Select every line in the records that contains the word "tree", and copy those lines out.

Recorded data

———

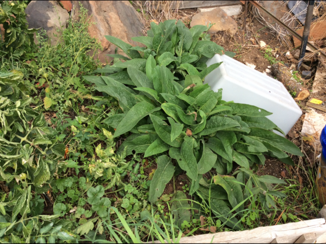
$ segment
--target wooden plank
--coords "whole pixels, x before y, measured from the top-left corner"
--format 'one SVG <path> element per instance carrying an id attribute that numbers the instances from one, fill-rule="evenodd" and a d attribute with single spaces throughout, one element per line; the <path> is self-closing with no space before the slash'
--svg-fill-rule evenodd
<path id="1" fill-rule="evenodd" d="M 179 5 L 179 9 L 194 8 L 196 7 L 211 7 L 212 6 L 226 6 L 228 5 L 241 4 L 239 0 L 232 0 L 230 1 L 181 1 Z"/>
<path id="2" fill-rule="evenodd" d="M 274 239 L 286 237 L 294 243 L 302 235 L 314 233 L 317 238 L 326 232 L 324 219 L 315 219 L 284 225 L 259 227 L 253 230 L 225 232 L 183 237 L 180 243 L 270 243 Z M 211 243 L 212 239 L 213 241 Z M 323 239 L 321 239 L 323 240 Z M 154 243 L 160 243 L 159 241 Z"/>
<path id="3" fill-rule="evenodd" d="M 289 240 L 286 237 L 276 237 L 270 243 L 289 243 Z"/>
<path id="4" fill-rule="evenodd" d="M 318 219 L 323 218 L 326 220 L 326 205 L 324 205 L 317 215 Z"/>
<path id="5" fill-rule="evenodd" d="M 303 28 L 296 31 L 297 33 L 302 36 Z M 308 41 L 320 40 L 326 37 L 326 20 L 314 23 L 310 27 L 310 33 Z M 298 47 L 301 45 L 301 41 L 293 36 L 294 47 Z"/>
<path id="6" fill-rule="evenodd" d="M 314 243 L 316 239 L 316 233 L 304 234 L 294 243 Z"/>
<path id="7" fill-rule="evenodd" d="M 317 108 L 317 109 L 319 109 L 320 110 L 326 112 L 326 107 L 324 107 L 324 106 L 322 106 L 322 105 L 316 104 L 316 103 L 313 103 L 312 102 L 309 102 L 309 101 L 307 102 L 306 105 L 307 105 L 310 107 L 313 107 L 314 108 Z"/>

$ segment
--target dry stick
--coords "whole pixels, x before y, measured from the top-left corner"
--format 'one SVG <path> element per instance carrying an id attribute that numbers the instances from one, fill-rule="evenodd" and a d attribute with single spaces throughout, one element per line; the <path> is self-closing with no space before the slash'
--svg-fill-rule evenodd
<path id="1" fill-rule="evenodd" d="M 283 210 L 282 213 L 281 213 L 281 214 L 280 214 L 280 215 L 278 216 L 278 218 L 277 218 L 277 221 L 276 221 L 276 223 L 275 224 L 275 225 L 276 225 L 277 223 L 278 223 L 278 221 L 279 221 L 279 220 L 281 219 L 281 217 L 282 217 L 282 214 L 283 214 L 283 213 L 284 212 L 284 211 L 285 211 L 285 209 Z"/>

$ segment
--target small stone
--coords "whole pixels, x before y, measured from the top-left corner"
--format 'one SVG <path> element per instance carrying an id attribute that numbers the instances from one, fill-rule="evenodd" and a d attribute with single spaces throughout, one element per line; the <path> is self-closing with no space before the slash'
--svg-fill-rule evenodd
<path id="1" fill-rule="evenodd" d="M 266 43 L 263 41 L 261 41 L 259 42 L 259 45 L 261 46 L 261 48 L 263 48 L 266 46 Z"/>
<path id="2" fill-rule="evenodd" d="M 210 34 L 229 30 L 232 35 L 234 35 L 238 30 L 237 22 L 219 7 L 211 11 L 201 12 L 194 15 L 190 26 L 192 27 L 197 25 L 207 26 L 209 23 L 215 24 L 208 31 Z"/>

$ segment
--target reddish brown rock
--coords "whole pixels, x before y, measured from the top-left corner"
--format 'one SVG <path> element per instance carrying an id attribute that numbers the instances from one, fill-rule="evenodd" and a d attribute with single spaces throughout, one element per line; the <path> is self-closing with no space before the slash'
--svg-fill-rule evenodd
<path id="1" fill-rule="evenodd" d="M 68 12 L 71 11 L 71 8 L 72 8 L 72 4 L 71 4 L 71 1 L 60 1 L 62 4 L 64 5 L 64 7 L 65 10 Z"/>
<path id="2" fill-rule="evenodd" d="M 196 25 L 207 26 L 210 23 L 215 23 L 215 25 L 208 31 L 209 33 L 229 30 L 231 34 L 234 35 L 238 30 L 238 25 L 235 21 L 218 7 L 211 11 L 201 12 L 194 15 L 190 26 L 192 27 Z"/>
<path id="3" fill-rule="evenodd" d="M 97 38 L 103 48 L 103 51 L 100 51 L 99 55 L 96 56 L 102 62 L 111 60 L 107 54 L 114 53 L 116 48 L 106 40 L 105 36 L 117 37 L 133 46 L 140 46 L 140 44 L 131 38 L 142 36 L 141 29 L 144 26 L 129 1 L 74 0 L 75 19 L 78 19 L 78 2 L 88 10 L 89 16 L 92 15 L 90 21 L 96 22 L 89 27 L 88 33 L 92 37 Z M 119 54 L 125 55 L 121 50 L 119 51 Z"/>

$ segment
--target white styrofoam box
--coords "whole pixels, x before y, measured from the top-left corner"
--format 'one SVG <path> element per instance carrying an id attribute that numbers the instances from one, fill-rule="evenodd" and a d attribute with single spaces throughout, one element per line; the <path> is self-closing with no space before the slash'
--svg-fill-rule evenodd
<path id="1" fill-rule="evenodd" d="M 284 85 L 226 55 L 215 54 L 206 63 L 208 67 L 219 62 L 223 63 L 206 77 L 204 83 L 214 92 L 222 88 L 223 100 L 253 105 L 273 113 L 267 117 L 286 135 L 302 111 Z"/>

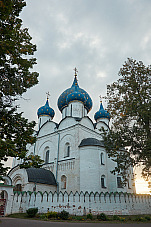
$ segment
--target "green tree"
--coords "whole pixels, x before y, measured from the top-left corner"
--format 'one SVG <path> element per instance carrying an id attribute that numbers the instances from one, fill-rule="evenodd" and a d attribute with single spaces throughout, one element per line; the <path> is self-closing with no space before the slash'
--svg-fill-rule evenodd
<path id="1" fill-rule="evenodd" d="M 28 88 L 38 83 L 38 73 L 32 72 L 36 46 L 19 18 L 25 5 L 23 0 L 0 1 L 0 175 L 7 170 L 2 161 L 8 156 L 24 159 L 27 143 L 35 142 L 35 122 L 22 117 L 15 105 Z"/>
<path id="2" fill-rule="evenodd" d="M 117 82 L 107 86 L 111 130 L 104 134 L 105 147 L 117 162 L 112 171 L 127 181 L 130 166 L 142 165 L 142 175 L 151 176 L 151 66 L 129 59 Z M 121 150 L 121 148 L 126 150 Z"/>

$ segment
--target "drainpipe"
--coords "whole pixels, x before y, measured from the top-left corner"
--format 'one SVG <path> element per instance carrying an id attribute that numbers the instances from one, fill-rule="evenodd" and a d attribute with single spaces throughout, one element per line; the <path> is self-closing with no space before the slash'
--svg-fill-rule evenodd
<path id="1" fill-rule="evenodd" d="M 59 182 L 58 182 L 58 159 L 59 159 L 59 145 L 60 145 L 60 134 L 58 133 L 58 152 L 57 152 L 57 163 L 56 163 L 56 182 L 57 182 L 57 194 L 59 193 Z"/>

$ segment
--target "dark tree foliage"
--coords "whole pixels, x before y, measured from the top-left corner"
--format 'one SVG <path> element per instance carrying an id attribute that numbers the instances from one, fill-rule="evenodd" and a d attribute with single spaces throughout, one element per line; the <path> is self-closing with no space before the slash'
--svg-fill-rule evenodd
<path id="1" fill-rule="evenodd" d="M 113 119 L 104 136 L 110 157 L 117 162 L 113 173 L 128 177 L 130 166 L 142 165 L 146 179 L 151 176 L 151 66 L 129 59 L 119 79 L 107 86 L 108 111 Z M 121 150 L 121 148 L 127 150 Z"/>
<path id="2" fill-rule="evenodd" d="M 38 83 L 38 73 L 31 71 L 36 64 L 32 57 L 36 46 L 19 18 L 25 5 L 23 0 L 0 1 L 0 175 L 7 170 L 2 161 L 8 156 L 24 159 L 27 143 L 35 142 L 35 122 L 22 117 L 15 105 L 28 88 Z"/>

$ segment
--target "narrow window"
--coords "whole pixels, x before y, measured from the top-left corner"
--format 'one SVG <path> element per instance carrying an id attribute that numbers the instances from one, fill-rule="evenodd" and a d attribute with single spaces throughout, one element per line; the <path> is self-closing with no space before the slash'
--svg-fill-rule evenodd
<path id="1" fill-rule="evenodd" d="M 101 165 L 105 165 L 105 163 L 104 163 L 104 153 L 103 152 L 100 154 L 100 159 L 101 159 Z"/>
<path id="2" fill-rule="evenodd" d="M 49 150 L 46 151 L 45 163 L 49 163 Z"/>
<path id="3" fill-rule="evenodd" d="M 66 189 L 67 186 L 67 177 L 65 175 L 61 176 L 61 189 Z"/>
<path id="4" fill-rule="evenodd" d="M 65 145 L 65 152 L 64 152 L 64 157 L 70 157 L 70 144 L 66 143 Z"/>
<path id="5" fill-rule="evenodd" d="M 71 116 L 72 116 L 72 104 L 71 104 Z"/>
<path id="6" fill-rule="evenodd" d="M 123 188 L 121 177 L 117 177 L 117 187 Z"/>
<path id="7" fill-rule="evenodd" d="M 105 176 L 101 176 L 101 188 L 106 188 Z"/>

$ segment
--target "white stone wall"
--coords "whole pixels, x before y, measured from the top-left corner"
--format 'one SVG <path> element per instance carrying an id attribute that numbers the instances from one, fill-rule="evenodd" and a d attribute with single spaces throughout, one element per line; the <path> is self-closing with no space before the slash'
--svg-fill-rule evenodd
<path id="1" fill-rule="evenodd" d="M 68 211 L 70 214 L 83 215 L 105 213 L 108 215 L 151 214 L 151 196 L 125 193 L 31 193 L 15 194 L 11 213 L 26 212 L 38 207 L 39 213 L 49 211 Z"/>

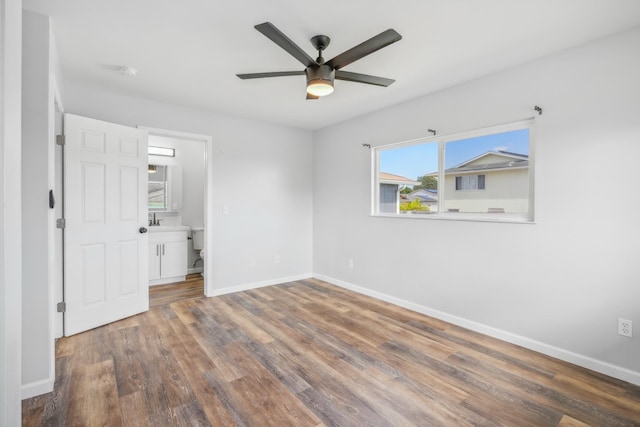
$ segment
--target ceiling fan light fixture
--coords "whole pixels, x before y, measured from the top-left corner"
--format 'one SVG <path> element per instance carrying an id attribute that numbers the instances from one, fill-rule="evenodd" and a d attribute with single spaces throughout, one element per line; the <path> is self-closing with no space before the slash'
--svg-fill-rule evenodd
<path id="1" fill-rule="evenodd" d="M 307 93 L 313 96 L 326 96 L 333 93 L 335 71 L 328 65 L 308 67 Z"/>

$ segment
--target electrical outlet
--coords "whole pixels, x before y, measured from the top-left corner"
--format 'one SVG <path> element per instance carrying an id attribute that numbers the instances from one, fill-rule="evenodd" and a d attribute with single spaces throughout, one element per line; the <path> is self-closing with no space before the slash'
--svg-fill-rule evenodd
<path id="1" fill-rule="evenodd" d="M 633 323 L 631 320 L 618 318 L 618 335 L 633 337 Z"/>

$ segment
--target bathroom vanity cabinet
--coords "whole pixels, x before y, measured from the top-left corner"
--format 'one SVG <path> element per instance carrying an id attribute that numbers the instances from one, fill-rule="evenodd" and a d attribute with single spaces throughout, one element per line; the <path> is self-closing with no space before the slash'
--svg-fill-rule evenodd
<path id="1" fill-rule="evenodd" d="M 149 227 L 149 285 L 180 282 L 187 276 L 188 227 Z"/>

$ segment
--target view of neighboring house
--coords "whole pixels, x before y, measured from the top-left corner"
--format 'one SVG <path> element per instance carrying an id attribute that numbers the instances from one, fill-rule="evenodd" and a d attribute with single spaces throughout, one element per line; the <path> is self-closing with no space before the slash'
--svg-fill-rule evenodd
<path id="1" fill-rule="evenodd" d="M 488 151 L 446 169 L 444 194 L 448 212 L 526 213 L 529 156 Z"/>
<path id="2" fill-rule="evenodd" d="M 380 213 L 400 212 L 400 191 L 407 186 L 420 185 L 419 181 L 400 175 L 380 172 Z"/>

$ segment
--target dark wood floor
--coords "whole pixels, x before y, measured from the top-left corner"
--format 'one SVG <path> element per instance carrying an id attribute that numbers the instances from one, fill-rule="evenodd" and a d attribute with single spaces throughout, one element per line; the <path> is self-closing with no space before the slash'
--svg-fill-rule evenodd
<path id="1" fill-rule="evenodd" d="M 318 280 L 56 345 L 27 426 L 639 426 L 640 387 Z"/>

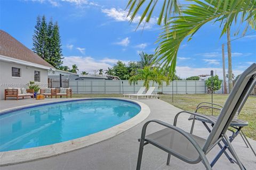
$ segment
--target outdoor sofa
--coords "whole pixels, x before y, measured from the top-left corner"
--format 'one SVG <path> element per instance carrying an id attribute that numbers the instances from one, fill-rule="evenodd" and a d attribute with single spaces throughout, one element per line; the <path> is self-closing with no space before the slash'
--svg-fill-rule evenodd
<path id="1" fill-rule="evenodd" d="M 57 98 L 57 96 L 66 96 L 67 98 L 69 96 L 70 98 L 72 98 L 72 90 L 70 88 L 62 88 L 61 87 L 60 89 L 56 89 L 56 95 L 55 98 Z"/>
<path id="2" fill-rule="evenodd" d="M 40 93 L 44 94 L 46 97 L 47 96 L 50 96 L 52 98 L 53 96 L 56 96 L 56 89 L 55 88 L 45 88 L 45 89 L 40 89 Z"/>
<path id="3" fill-rule="evenodd" d="M 8 88 L 4 90 L 4 100 L 6 100 L 7 97 L 16 98 L 18 100 L 19 98 L 30 96 L 34 98 L 34 89 L 26 89 L 20 88 Z"/>

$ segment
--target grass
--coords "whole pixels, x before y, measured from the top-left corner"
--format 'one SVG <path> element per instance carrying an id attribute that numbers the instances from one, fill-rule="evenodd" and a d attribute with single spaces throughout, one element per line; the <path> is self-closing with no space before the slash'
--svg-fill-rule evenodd
<path id="1" fill-rule="evenodd" d="M 73 97 L 122 97 L 120 94 L 73 94 Z M 213 103 L 223 105 L 228 97 L 228 95 L 214 94 Z M 172 101 L 170 95 L 161 95 L 160 99 L 183 110 L 194 112 L 198 104 L 203 101 L 211 102 L 211 97 L 209 94 L 174 95 L 174 102 Z M 244 127 L 243 132 L 246 136 L 256 140 L 256 96 L 250 96 L 247 100 L 239 115 L 239 118 L 247 121 L 249 126 Z M 198 110 L 206 115 L 211 114 L 211 109 Z M 219 112 L 214 111 L 214 115 Z"/>
<path id="2" fill-rule="evenodd" d="M 214 94 L 213 103 L 223 105 L 228 97 L 228 95 Z M 171 95 L 162 95 L 160 99 L 183 110 L 195 112 L 198 104 L 203 101 L 211 101 L 209 94 L 174 95 L 174 101 L 172 101 Z M 249 138 L 256 140 L 256 97 L 250 96 L 247 100 L 239 115 L 239 118 L 247 121 L 249 125 L 243 128 L 243 132 Z M 198 112 L 206 115 L 211 115 L 211 109 L 198 110 Z M 214 111 L 214 115 L 219 112 Z"/>

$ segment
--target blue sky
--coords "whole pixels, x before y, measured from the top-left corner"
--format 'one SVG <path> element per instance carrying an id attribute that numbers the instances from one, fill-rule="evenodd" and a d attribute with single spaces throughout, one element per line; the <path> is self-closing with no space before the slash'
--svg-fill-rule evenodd
<path id="1" fill-rule="evenodd" d="M 36 17 L 45 15 L 58 21 L 62 40 L 64 65 L 76 64 L 80 71 L 111 67 L 118 60 L 139 60 L 138 53 L 154 53 L 161 27 L 156 25 L 157 7 L 150 23 L 134 31 L 139 16 L 130 24 L 125 1 L 34 0 L 1 1 L 0 27 L 29 48 Z M 180 3 L 183 2 L 180 1 Z M 231 30 L 231 39 L 236 38 Z M 177 73 L 182 78 L 216 71 L 222 77 L 221 44 L 219 24 L 202 28 L 189 42 L 182 42 L 178 55 Z M 242 31 L 240 31 L 242 32 Z M 249 28 L 246 36 L 231 42 L 233 69 L 237 75 L 256 62 L 256 32 Z M 227 46 L 225 45 L 225 51 Z M 226 55 L 227 58 L 227 55 Z M 227 60 L 226 60 L 227 68 Z"/>

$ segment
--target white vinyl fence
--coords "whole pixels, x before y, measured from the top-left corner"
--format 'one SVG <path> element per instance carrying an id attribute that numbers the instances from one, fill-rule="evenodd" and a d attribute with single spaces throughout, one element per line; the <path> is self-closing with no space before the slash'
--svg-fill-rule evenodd
<path id="1" fill-rule="evenodd" d="M 74 94 L 134 94 L 143 86 L 143 81 L 139 81 L 138 84 L 130 86 L 128 80 L 69 80 L 69 87 Z M 170 94 L 173 91 L 176 94 L 205 94 L 207 92 L 205 81 L 179 80 L 171 82 L 163 86 L 152 81 L 150 86 L 156 87 L 156 92 Z M 215 93 L 223 93 L 223 88 Z"/>

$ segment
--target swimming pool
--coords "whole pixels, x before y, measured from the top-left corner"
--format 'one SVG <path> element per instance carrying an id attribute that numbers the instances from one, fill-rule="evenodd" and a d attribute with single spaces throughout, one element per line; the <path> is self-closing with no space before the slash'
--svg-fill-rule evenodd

———

▶ Result
--target "green tree"
--target "dark tree foliage"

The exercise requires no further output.